### Estratto del documento
═══

Riportiamo l'omelia di Mons. Arturo Aiello, vescovo di Avellino, celebrata in occasione della solennità di Ognissanti nella Basilica di San Michele Arcangelo.

"La moltitudine dei Santi, che oggi la Chiesa intravede e che noi nella Chiesa intravediamo con gli occhi della fede, è composta da tantissime persone che non sono solo l’addizione di tutti i Santi del calendario o del martirologio: i Santi sono molto di più di quelli che la Chiesa indica come tali. Ci sono dei Santi che sono in vetrina (permettetemi questa espressione molto popolare ma efficace) e poi c’è la stragrande maggioranza dei Santi. Se avete un negozio in vetrina non ci mettete tutto quello che avete nel negozio, ma un capo, magari quello più bello, quello che può attirare l’attenzione dei passanti. I Santi del calendario sono i Santi in vetrina, quelli che la Chiesa riconosce ufficialmente tali e che servono da richiamo: sono come degli esempi, dei campioni, delle persone che si sono distinte particolarmente nella fede, nella speranza e nella carità. Ma non sono tutti i Santi (e questo ci consola): sono i Santi in vetrina.

Io spero che nessuno di voi coltivi il sogno di diventare, una volta defunto, un santo o una santa in vetrina. Se lo desiderate, è anche un buon desiderio, ma il vostro Vescovo, per esempio, non ha di questi desideri, però ha il desiderio d’essere santo, desiderio che dovete avere anche voi, ciascuno per sé. Forse non sarò un santo in vetrina, ma voglio essere un santo. E allora la festa di tutti i Santi è lo sguardo su questa moltitudine immensa che nessuno può contare, di ogni razza, di ogni nazionalità, che rappresenta il popolo dei salvati e in questa schiera ci sono anche tante persone che noi abbiamo conosciuto. Nella festa di tutti i Santi noi veneriamo tanti nostri genitori, sacerdoti, maestri, amici, parenti che abbiamo ammirato per un aspetto della loro vita, che ci sono stati di esempio, che ci hanno indirizzati al bene: sono santi anch’essi.

═══

### Dati presentati

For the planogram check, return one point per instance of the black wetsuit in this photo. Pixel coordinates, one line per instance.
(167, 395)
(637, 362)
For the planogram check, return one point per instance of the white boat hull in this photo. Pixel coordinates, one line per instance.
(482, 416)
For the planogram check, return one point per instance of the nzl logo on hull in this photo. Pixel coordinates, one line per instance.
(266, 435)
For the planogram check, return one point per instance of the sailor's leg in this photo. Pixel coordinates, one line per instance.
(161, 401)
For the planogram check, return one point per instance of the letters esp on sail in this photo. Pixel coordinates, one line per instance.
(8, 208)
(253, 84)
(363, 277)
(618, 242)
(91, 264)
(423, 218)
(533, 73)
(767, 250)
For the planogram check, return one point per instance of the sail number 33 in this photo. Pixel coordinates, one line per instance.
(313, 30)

═══

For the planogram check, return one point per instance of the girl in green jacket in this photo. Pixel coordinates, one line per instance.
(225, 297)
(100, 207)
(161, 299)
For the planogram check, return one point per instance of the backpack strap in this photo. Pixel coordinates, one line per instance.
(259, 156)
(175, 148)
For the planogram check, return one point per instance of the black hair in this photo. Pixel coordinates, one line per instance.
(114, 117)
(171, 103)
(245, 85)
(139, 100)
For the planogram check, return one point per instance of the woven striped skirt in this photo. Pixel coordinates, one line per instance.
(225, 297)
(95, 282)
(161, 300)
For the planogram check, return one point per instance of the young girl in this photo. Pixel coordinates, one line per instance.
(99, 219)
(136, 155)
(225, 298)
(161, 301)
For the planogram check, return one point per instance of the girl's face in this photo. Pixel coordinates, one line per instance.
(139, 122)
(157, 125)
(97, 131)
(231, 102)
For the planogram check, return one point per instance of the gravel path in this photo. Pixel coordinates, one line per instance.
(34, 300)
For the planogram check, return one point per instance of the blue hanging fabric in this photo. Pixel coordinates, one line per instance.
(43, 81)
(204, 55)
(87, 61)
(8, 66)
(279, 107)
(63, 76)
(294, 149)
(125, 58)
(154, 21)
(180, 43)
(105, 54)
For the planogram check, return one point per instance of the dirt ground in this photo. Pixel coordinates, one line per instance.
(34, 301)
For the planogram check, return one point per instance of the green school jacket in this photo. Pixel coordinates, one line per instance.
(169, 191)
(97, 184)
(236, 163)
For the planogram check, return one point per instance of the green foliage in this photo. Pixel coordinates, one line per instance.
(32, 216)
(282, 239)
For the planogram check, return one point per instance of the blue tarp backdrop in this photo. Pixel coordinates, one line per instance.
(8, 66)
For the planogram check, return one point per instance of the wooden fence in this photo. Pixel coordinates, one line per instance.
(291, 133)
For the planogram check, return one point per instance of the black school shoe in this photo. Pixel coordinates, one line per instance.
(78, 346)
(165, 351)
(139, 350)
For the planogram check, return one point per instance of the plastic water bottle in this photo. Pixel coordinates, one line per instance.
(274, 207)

═══

### Obiettivo dell'esercizio
Elenca tutte le figure che, secondo l'omelia riportata nell'estratto del documento, veneriamo nella festa di tutti i Santi.

### Risposta al compito
Genitori, sacerdoti, maestri, amici, parenti.